Every line below that contains the word "girl" must be copied.

※ ※ ※

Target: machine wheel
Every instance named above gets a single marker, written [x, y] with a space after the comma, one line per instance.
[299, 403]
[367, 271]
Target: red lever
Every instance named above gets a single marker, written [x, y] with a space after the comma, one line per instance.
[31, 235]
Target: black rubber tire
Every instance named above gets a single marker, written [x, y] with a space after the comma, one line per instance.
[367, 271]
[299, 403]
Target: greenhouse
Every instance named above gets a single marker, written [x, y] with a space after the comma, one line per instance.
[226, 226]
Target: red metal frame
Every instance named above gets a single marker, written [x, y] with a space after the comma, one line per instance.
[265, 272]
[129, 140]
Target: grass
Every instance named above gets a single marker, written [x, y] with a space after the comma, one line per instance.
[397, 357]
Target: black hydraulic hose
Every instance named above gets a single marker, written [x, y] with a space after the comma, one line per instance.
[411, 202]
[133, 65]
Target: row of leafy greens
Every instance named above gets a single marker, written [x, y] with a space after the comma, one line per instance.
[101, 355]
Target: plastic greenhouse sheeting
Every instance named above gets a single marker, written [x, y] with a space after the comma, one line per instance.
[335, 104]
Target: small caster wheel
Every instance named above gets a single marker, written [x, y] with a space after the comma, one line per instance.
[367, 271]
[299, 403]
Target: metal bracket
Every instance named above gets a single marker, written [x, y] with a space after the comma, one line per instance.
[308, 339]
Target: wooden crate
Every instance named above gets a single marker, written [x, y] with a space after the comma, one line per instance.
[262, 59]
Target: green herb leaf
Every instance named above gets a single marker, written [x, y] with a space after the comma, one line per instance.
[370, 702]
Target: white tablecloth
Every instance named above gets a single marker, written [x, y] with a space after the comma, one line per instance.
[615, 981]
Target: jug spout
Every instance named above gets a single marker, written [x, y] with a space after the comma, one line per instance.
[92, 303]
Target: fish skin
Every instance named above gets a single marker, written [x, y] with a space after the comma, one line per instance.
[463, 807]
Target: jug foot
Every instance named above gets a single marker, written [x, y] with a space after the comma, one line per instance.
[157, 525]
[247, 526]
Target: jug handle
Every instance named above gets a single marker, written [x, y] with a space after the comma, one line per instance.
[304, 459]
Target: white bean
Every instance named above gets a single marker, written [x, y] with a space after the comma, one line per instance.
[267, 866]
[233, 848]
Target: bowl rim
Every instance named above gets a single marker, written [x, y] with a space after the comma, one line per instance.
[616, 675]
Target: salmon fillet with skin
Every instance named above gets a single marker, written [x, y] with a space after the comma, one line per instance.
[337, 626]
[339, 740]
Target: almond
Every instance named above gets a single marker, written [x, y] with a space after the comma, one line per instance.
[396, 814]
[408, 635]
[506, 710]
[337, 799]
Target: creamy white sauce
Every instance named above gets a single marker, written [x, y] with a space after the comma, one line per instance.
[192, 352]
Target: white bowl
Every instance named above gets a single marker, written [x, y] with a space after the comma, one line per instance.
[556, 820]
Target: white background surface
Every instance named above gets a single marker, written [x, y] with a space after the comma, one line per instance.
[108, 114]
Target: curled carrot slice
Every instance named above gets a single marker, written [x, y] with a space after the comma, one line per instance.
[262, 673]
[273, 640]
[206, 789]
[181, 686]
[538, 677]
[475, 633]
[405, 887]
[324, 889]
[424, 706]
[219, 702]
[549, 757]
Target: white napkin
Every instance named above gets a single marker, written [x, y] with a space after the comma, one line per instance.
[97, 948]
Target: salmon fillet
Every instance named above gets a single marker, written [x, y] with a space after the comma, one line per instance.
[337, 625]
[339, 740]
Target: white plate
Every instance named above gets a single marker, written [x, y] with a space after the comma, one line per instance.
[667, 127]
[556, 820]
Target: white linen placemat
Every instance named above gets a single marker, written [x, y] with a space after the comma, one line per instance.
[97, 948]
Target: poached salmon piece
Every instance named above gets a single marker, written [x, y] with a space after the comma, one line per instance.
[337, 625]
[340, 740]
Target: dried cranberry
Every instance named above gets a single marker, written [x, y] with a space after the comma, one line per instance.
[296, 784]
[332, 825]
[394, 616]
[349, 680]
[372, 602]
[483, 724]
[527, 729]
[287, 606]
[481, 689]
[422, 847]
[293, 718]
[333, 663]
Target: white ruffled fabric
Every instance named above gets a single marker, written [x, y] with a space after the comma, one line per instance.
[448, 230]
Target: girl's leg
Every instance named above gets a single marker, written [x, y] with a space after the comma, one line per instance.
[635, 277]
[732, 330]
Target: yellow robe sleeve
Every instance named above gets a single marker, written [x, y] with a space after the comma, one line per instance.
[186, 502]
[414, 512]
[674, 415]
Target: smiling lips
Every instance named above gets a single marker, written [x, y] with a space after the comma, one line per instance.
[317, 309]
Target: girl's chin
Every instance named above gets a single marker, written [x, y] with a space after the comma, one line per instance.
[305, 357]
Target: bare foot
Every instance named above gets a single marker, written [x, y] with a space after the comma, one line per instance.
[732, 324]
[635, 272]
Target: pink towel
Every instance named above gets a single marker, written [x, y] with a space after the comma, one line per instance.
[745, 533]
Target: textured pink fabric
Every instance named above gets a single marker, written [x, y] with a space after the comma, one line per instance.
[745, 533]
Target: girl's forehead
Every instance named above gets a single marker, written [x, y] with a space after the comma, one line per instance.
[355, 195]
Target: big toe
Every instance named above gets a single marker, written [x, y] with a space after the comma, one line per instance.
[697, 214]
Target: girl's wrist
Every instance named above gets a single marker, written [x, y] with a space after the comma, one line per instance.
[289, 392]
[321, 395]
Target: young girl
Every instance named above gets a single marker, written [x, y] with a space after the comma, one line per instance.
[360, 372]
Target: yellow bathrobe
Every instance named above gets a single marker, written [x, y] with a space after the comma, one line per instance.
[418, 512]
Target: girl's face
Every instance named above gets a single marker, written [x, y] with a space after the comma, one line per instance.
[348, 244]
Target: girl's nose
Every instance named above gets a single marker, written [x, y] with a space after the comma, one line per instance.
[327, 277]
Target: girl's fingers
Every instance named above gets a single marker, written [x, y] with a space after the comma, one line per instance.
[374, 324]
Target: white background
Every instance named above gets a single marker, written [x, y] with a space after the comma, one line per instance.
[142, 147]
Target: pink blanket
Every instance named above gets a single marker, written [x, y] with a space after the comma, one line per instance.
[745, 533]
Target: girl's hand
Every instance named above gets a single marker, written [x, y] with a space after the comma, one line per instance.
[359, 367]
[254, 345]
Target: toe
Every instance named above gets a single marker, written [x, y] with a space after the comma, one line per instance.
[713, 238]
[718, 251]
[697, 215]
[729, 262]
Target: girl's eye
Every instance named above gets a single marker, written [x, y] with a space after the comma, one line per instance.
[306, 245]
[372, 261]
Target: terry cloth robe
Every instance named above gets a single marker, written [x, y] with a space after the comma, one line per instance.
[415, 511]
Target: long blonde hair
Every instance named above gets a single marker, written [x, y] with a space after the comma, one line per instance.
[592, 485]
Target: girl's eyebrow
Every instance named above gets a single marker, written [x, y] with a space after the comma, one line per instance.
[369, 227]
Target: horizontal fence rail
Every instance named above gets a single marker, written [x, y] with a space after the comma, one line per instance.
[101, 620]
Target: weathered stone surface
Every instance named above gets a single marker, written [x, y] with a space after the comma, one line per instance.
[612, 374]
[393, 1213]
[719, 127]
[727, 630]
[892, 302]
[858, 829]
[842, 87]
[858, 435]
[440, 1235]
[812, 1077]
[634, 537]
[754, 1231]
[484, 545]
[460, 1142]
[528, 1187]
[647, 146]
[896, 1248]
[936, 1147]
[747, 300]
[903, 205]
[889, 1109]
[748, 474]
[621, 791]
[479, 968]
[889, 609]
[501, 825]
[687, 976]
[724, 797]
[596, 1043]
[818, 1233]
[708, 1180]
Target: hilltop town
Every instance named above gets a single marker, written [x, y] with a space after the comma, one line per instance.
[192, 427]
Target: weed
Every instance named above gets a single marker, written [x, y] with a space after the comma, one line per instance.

※ ※ ※

Answer to this exercise
Target: girl's leg
Target: girl's chin
Target: girl's forehead
Target: girl's wrist
Target: young girl
Target: girl's face
Target: girl's nose
Target: girl's fingers
Target: girl's hand
Target: girl's eye
Target: girl's eyebrow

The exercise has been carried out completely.